EXERCISE MATERIAL:
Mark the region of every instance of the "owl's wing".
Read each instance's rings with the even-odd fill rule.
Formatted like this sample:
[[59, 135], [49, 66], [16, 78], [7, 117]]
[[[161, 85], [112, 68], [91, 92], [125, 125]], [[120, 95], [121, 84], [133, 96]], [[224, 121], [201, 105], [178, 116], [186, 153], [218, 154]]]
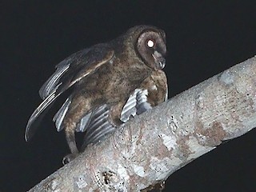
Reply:
[[[75, 53], [58, 64], [56, 71], [39, 90], [40, 97], [43, 101], [34, 111], [28, 121], [25, 132], [26, 140], [28, 141], [34, 135], [37, 129], [37, 120], [40, 121], [42, 119], [51, 104], [60, 94], [111, 60], [114, 54], [114, 51], [106, 44], [98, 44], [90, 49]], [[65, 103], [69, 105], [69, 101], [66, 100]], [[67, 108], [63, 106], [62, 109], [66, 110]], [[63, 117], [59, 116], [58, 119], [55, 121], [61, 121]]]
[[[140, 114], [151, 108], [147, 102], [147, 90], [136, 89], [123, 106], [120, 120], [126, 122], [130, 116]], [[81, 119], [76, 131], [86, 132], [82, 151], [88, 144], [98, 142], [103, 136], [116, 130], [117, 126], [109, 121], [110, 109], [107, 105], [101, 106]]]
[[134, 117], [136, 114], [141, 114], [151, 109], [152, 106], [147, 100], [147, 90], [136, 89], [123, 106], [120, 120], [126, 122], [130, 116]]

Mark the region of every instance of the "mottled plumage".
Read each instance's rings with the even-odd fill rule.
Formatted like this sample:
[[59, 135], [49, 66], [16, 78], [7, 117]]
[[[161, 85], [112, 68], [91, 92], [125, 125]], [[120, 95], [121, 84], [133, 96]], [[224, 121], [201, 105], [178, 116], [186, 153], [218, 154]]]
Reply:
[[[106, 43], [72, 54], [56, 66], [39, 90], [43, 102], [26, 129], [28, 141], [34, 122], [64, 91], [73, 90], [54, 115], [58, 131], [65, 130], [71, 150], [78, 153], [74, 133], [85, 132], [83, 150], [113, 132], [130, 116], [140, 114], [167, 98], [167, 80], [162, 69], [166, 52], [165, 33], [138, 26]], [[73, 156], [72, 156], [73, 155]]]

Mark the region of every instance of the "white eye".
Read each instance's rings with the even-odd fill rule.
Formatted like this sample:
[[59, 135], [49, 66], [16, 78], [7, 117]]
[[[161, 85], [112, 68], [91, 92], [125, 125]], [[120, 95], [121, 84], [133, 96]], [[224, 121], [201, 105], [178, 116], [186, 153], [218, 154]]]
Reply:
[[149, 46], [149, 47], [153, 47], [154, 46], [154, 42], [152, 41], [152, 40], [149, 40], [148, 42], [147, 42], [147, 46]]

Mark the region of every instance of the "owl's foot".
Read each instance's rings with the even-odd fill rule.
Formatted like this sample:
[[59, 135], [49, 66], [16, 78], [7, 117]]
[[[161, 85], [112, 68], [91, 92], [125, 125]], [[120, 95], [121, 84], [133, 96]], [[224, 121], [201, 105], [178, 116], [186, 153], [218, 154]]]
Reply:
[[62, 164], [66, 165], [66, 164], [69, 163], [70, 162], [73, 161], [78, 156], [78, 153], [69, 154], [66, 155], [62, 159]]

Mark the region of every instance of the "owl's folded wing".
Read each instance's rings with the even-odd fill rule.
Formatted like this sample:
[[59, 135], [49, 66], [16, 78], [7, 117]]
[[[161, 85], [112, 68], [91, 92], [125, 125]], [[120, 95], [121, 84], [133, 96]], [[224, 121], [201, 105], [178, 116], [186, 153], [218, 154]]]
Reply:
[[[34, 135], [38, 124], [38, 120], [42, 119], [47, 109], [60, 94], [109, 62], [113, 57], [113, 50], [106, 44], [98, 44], [90, 49], [85, 49], [75, 53], [58, 64], [54, 74], [39, 90], [40, 97], [43, 101], [28, 121], [25, 132], [26, 140], [28, 141]], [[69, 102], [66, 102], [66, 105]], [[63, 107], [62, 109], [67, 108]], [[58, 116], [55, 122], [60, 122], [62, 117], [64, 116]]]

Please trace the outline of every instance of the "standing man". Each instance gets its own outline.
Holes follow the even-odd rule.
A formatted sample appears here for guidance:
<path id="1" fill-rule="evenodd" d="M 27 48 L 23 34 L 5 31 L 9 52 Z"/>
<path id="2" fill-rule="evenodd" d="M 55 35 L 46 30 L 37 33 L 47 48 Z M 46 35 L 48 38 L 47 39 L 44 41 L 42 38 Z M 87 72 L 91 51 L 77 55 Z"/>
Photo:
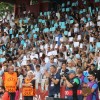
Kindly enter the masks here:
<path id="1" fill-rule="evenodd" d="M 48 63 L 45 64 L 46 70 L 47 70 L 47 71 L 50 71 L 50 66 L 52 66 L 52 65 L 54 65 L 54 66 L 57 67 L 57 63 L 54 62 L 54 56 L 53 56 L 53 55 L 50 56 L 50 61 L 49 61 Z"/>
<path id="2" fill-rule="evenodd" d="M 8 72 L 4 73 L 4 87 L 5 91 L 9 92 L 10 100 L 15 100 L 15 92 L 18 86 L 17 73 L 14 72 L 14 67 L 8 67 Z"/>
<path id="3" fill-rule="evenodd" d="M 68 72 L 68 78 L 69 79 L 63 77 L 66 84 L 65 96 L 67 97 L 67 99 L 83 100 L 80 79 L 76 77 L 75 71 L 70 70 Z"/>
<path id="4" fill-rule="evenodd" d="M 86 100 L 99 100 L 98 94 L 98 83 L 96 82 L 96 74 L 95 72 L 89 72 L 88 76 L 90 82 L 88 82 L 84 87 L 91 88 L 91 94 L 86 97 Z"/>
<path id="5" fill-rule="evenodd" d="M 60 74 L 57 73 L 57 68 L 54 65 L 50 66 L 50 73 L 45 73 L 48 77 L 49 97 L 58 97 L 60 93 Z"/>

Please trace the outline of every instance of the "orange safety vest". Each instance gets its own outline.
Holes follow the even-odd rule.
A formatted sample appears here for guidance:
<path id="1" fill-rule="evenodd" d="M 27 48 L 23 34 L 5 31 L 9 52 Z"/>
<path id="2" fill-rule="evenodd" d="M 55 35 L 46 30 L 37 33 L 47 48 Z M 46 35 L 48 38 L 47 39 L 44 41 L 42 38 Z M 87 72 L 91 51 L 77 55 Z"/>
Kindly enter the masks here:
<path id="1" fill-rule="evenodd" d="M 9 74 L 8 72 L 4 73 L 4 87 L 7 92 L 16 92 L 17 85 L 17 74 L 14 72 L 13 74 Z"/>
<path id="2" fill-rule="evenodd" d="M 65 91 L 65 95 L 66 96 L 72 96 L 73 91 L 72 90 Z M 82 95 L 82 90 L 77 90 L 77 95 Z"/>
<path id="3" fill-rule="evenodd" d="M 31 81 L 32 80 L 25 78 L 25 84 L 28 84 Z M 22 95 L 23 96 L 35 96 L 35 94 L 36 94 L 35 88 L 30 87 L 30 86 L 23 86 L 23 88 L 22 88 Z"/>

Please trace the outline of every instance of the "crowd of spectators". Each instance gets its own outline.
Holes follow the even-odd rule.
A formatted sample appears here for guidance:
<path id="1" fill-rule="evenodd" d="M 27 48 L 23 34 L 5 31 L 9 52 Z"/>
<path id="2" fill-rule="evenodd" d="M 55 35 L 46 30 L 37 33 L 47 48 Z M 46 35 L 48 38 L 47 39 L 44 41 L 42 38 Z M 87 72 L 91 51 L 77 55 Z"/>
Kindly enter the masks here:
<path id="1" fill-rule="evenodd" d="M 100 6 L 75 9 L 77 5 L 62 3 L 37 18 L 5 12 L 0 20 L 0 76 L 13 66 L 19 78 L 32 70 L 41 83 L 52 65 L 58 73 L 65 66 L 76 74 L 81 69 L 84 76 L 95 71 L 100 88 Z"/>

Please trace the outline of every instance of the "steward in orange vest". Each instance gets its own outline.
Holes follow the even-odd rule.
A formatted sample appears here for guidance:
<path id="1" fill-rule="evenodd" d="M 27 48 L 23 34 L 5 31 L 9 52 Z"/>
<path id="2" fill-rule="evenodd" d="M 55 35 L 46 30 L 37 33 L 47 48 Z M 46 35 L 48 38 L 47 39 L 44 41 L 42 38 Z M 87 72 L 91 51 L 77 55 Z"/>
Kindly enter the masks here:
<path id="1" fill-rule="evenodd" d="M 35 79 L 34 73 L 29 71 L 27 73 L 27 77 L 22 84 L 22 95 L 24 96 L 24 100 L 33 100 L 33 96 L 35 96 Z"/>
<path id="2" fill-rule="evenodd" d="M 10 66 L 8 72 L 4 73 L 4 87 L 5 91 L 9 92 L 10 100 L 15 99 L 15 92 L 18 85 L 17 73 L 14 72 L 14 67 Z"/>

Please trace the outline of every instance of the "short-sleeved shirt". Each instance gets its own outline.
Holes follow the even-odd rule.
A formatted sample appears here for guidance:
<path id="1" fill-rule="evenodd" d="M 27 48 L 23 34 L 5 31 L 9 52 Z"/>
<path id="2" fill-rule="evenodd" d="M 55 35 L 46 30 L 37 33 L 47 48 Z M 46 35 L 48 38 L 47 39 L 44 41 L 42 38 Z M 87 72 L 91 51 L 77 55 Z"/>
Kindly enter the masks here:
<path id="1" fill-rule="evenodd" d="M 94 90 L 96 90 L 98 88 L 98 85 L 97 84 L 94 84 L 93 86 L 92 86 L 92 89 L 94 89 Z M 96 100 L 97 98 L 96 98 L 96 92 L 94 91 L 94 95 L 93 95 L 93 97 L 92 97 L 92 100 Z"/>
<path id="2" fill-rule="evenodd" d="M 60 74 L 56 73 L 55 75 L 52 75 L 54 79 L 58 79 L 58 84 L 54 84 L 51 79 L 49 78 L 49 96 L 53 96 L 60 92 Z"/>

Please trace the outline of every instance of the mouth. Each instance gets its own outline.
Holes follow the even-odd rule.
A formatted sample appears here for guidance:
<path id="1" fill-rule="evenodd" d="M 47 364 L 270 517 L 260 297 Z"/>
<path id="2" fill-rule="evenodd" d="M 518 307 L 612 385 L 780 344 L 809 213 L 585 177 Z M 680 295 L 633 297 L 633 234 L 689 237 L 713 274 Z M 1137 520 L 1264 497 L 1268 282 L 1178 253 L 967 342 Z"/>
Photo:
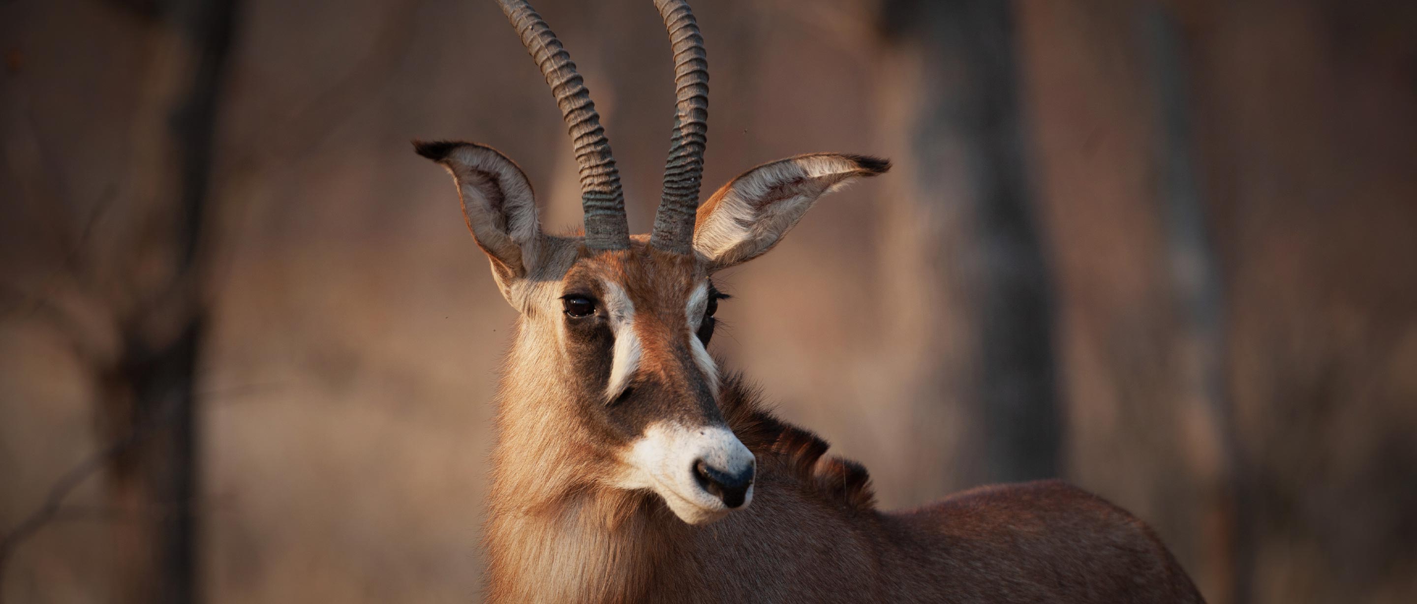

GIVEN TASK: Please quote the lines from the one containing "Please trace the outline of every instance of the mouth." to the one containing "47 364 L 270", with both of those lines included.

EXPECTED ANSWER:
Please trace the outline of every instance of the mouth. Each instance gets its own outline.
Holes follow the even-odd rule.
A formatted sample appears here for guidance:
<path id="1" fill-rule="evenodd" d="M 47 364 L 270 517 L 260 297 Z"/>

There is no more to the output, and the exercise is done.